* [Objective]: Copy the material from the line with "Return the mask of every instance of the green bauble" up to and including the line with "POLYGON ((185 15, 188", swapping "bauble" for "ornament" and keeping everything else the same. Leave the pictures out.

*** Extracted entries ***

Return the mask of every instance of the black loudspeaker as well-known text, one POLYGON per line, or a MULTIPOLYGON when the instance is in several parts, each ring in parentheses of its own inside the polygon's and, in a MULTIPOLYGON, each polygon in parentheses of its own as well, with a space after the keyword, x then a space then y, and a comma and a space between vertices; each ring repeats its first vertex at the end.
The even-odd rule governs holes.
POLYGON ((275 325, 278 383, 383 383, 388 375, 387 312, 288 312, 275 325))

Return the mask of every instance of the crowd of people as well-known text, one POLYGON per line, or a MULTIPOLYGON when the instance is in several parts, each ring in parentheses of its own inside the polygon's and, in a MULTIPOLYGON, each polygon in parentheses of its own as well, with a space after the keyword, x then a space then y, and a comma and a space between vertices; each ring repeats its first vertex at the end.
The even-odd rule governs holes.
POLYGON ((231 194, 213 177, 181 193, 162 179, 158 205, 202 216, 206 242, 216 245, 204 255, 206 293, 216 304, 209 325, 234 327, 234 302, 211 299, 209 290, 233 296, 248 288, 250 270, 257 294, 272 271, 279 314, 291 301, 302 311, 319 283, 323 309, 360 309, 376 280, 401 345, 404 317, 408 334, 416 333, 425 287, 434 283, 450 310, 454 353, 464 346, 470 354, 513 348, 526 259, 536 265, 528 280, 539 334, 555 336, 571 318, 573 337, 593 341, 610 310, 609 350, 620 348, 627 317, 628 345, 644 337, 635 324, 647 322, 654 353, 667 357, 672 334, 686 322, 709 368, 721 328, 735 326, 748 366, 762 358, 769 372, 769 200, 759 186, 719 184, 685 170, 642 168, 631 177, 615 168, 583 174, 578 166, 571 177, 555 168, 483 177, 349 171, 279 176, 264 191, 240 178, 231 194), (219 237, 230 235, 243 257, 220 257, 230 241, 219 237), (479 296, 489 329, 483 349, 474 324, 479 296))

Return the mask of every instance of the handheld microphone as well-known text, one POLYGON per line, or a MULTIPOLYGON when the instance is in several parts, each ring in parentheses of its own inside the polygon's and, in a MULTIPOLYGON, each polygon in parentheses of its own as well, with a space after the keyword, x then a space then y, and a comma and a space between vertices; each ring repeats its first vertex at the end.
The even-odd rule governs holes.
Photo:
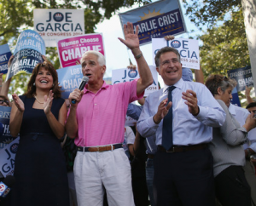
MULTIPOLYGON (((88 83, 88 81, 89 81, 89 77, 88 77, 87 76, 84 76, 83 78, 82 78, 82 82, 81 82, 81 83, 80 83, 80 85, 79 85, 79 89, 80 91, 82 91, 82 90, 84 89, 84 88, 86 83, 88 83)), ((73 99, 73 100, 71 100, 72 104, 75 104, 76 101, 77 101, 77 100, 74 100, 74 99, 73 99)))
POLYGON ((0 182, 0 197, 4 198, 9 192, 11 187, 15 182, 15 178, 14 176, 9 175, 0 182))

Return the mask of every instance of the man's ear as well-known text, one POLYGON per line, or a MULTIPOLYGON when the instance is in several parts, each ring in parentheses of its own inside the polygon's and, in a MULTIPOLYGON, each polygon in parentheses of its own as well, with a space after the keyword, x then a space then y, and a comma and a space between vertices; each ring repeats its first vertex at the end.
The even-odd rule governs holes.
POLYGON ((220 87, 218 87, 217 89, 217 93, 218 93, 218 95, 221 95, 223 94, 223 91, 221 90, 220 87))

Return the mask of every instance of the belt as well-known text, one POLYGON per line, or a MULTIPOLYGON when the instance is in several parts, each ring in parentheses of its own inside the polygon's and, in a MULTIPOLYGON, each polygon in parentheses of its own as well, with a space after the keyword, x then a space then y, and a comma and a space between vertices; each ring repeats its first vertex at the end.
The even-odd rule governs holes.
POLYGON ((78 146, 79 152, 105 152, 105 151, 113 151, 114 149, 122 148, 123 144, 114 144, 108 146, 78 146))
POLYGON ((183 152, 193 150, 201 150, 206 148, 207 146, 207 144, 199 144, 199 145, 192 145, 192 146, 173 146, 169 150, 166 150, 165 147, 161 146, 158 146, 158 150, 166 152, 183 152))
POLYGON ((154 159, 154 154, 148 154, 148 159, 154 159))

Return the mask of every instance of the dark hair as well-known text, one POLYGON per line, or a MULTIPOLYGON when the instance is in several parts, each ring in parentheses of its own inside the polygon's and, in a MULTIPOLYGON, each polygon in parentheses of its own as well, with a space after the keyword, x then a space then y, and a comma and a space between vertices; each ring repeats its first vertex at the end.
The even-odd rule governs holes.
POLYGON ((226 76, 212 74, 207 77, 206 86, 214 96, 214 94, 218 94, 218 88, 220 88, 223 92, 230 87, 233 89, 236 86, 236 82, 226 76))
POLYGON ((8 101, 8 106, 10 106, 10 102, 9 102, 9 98, 7 96, 0 95, 0 98, 3 99, 3 100, 8 101))
POLYGON ((248 104, 246 108, 249 109, 249 108, 252 108, 252 107, 254 107, 254 106, 256 106, 256 102, 255 101, 251 102, 250 104, 248 104))
POLYGON ((25 95, 27 97, 32 97, 36 94, 36 86, 34 86, 33 83, 36 81, 36 77, 38 74, 39 70, 43 67, 49 71, 52 75, 54 86, 51 89, 54 93, 54 98, 61 97, 61 92, 58 84, 58 73, 53 65, 49 61, 44 61, 43 63, 39 63, 35 66, 27 83, 27 92, 25 93, 25 95))
POLYGON ((155 62, 156 66, 159 66, 159 65, 160 65, 160 55, 166 53, 166 52, 175 53, 177 56, 178 62, 180 62, 180 54, 179 54, 178 51, 176 49, 174 49, 172 47, 163 47, 161 49, 158 50, 158 52, 156 53, 155 56, 154 56, 154 62, 155 62))

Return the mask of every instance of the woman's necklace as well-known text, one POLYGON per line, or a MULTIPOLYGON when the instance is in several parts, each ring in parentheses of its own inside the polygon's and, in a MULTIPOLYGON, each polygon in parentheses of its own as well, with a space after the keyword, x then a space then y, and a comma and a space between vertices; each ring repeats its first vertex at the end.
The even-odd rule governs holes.
POLYGON ((38 100, 38 98, 37 98, 37 96, 36 96, 36 95, 34 95, 34 98, 36 98, 37 101, 38 101, 39 104, 44 104, 44 102, 41 102, 41 101, 39 101, 39 100, 38 100))

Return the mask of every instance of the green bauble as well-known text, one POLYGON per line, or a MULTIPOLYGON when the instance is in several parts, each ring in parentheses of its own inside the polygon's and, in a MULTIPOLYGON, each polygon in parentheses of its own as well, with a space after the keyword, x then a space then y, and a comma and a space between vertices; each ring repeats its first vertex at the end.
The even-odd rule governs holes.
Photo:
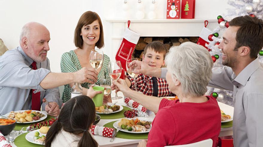
POLYGON ((259 51, 259 53, 260 56, 263 56, 263 50, 262 50, 259 51))
POLYGON ((214 56, 215 56, 215 58, 216 58, 217 59, 218 59, 218 58, 219 58, 219 55, 218 55, 217 54, 216 54, 215 55, 214 55, 214 56))
POLYGON ((217 20, 218 20, 219 19, 219 18, 222 18, 222 17, 222 17, 221 15, 218 15, 218 16, 217 16, 217 20))
POLYGON ((219 36, 219 34, 217 33, 215 33, 213 34, 214 36, 215 37, 218 37, 218 36, 219 36))
POLYGON ((213 92, 212 93, 212 96, 215 98, 216 98, 218 96, 218 94, 216 92, 213 92))

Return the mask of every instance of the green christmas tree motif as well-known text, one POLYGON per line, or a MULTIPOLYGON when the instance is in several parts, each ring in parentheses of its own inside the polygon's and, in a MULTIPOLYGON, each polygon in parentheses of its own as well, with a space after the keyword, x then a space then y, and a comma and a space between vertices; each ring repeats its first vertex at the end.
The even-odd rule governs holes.
POLYGON ((185 15, 188 15, 188 12, 187 11, 189 11, 189 4, 188 4, 188 1, 186 1, 186 4, 185 4, 184 7, 184 11, 186 11, 185 12, 185 15))

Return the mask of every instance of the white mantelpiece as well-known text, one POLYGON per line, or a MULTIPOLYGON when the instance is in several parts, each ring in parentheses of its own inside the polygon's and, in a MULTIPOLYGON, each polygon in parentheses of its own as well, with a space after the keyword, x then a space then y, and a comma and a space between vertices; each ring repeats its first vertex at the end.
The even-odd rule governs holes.
MULTIPOLYGON (((130 20, 130 29, 140 34, 141 37, 198 37, 204 25, 204 21, 208 21, 207 28, 212 31, 218 26, 217 20, 214 19, 130 20)), ((108 52, 111 60, 114 60, 116 53, 123 38, 125 29, 128 27, 127 20, 108 20, 110 25, 108 36, 111 51, 108 52)))

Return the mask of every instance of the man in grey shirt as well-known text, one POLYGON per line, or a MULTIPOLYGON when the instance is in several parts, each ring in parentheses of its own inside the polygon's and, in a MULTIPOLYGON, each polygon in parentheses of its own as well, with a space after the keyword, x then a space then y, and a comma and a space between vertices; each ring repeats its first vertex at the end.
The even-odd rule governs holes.
MULTIPOLYGON (((218 46, 222 64, 227 66, 213 68, 209 86, 233 91, 234 146, 262 146, 263 64, 257 57, 263 47, 263 21, 247 15, 233 19, 229 25, 218 46)), ((166 68, 134 63, 139 69, 135 74, 166 78, 166 68)))
POLYGON ((49 106, 43 104, 43 108, 49 114, 57 116, 62 104, 58 86, 97 81, 97 73, 92 68, 84 67, 74 73, 51 72, 47 58, 50 40, 45 27, 29 23, 22 29, 20 46, 0 56, 0 114, 31 109, 33 94, 30 91, 35 89, 34 93, 40 91, 39 105, 45 98, 51 102, 49 106), (36 63, 36 70, 31 69, 34 62, 36 63))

***

* [Expected output]:
Return the mask of every instance of the green ornament as well-known text, one POLYGON per line, or a MULTIPOLYGON when the instance is in several parts, each ring in parentheses of its own inside the polygon's and, in a MULTIPOLYGON, each polygon in parentheses of its own as well, with a space after the keyword, x then a space then y, and a comma and a space between vertices; each ring repeats its first vertex at the end.
The even-odd rule governs holes.
Photo:
POLYGON ((259 51, 259 53, 260 56, 263 56, 263 50, 262 50, 259 51))
POLYGON ((214 56, 215 56, 215 58, 216 58, 217 59, 218 59, 218 58, 219 58, 219 55, 218 55, 217 54, 216 54, 215 55, 214 55, 214 56))
POLYGON ((217 20, 218 20, 219 19, 219 18, 222 18, 222 17, 222 17, 221 15, 218 15, 218 16, 217 16, 217 20))
POLYGON ((219 36, 219 34, 217 33, 215 33, 213 34, 214 36, 215 37, 218 37, 218 36, 219 36))
POLYGON ((213 92, 212 93, 212 96, 215 98, 216 98, 218 96, 218 94, 216 92, 213 92))

Return the mask of every instance of the green christmas tree motif as well-known text, one POLYGON per line, or a MULTIPOLYGON when the instance is in several parts, each ring in parentheses of its own inside the polygon's and, in a MULTIPOLYGON, each polygon in parentheses of its own as well, with a space after the keyword, x then a space then y, and a comma and a space between vertices; each ring repeats its first vertex at the end.
The even-odd rule governs holes.
POLYGON ((185 15, 188 15, 188 12, 187 11, 189 11, 189 4, 188 4, 188 1, 186 1, 186 4, 185 4, 184 7, 184 11, 186 11, 185 12, 185 15))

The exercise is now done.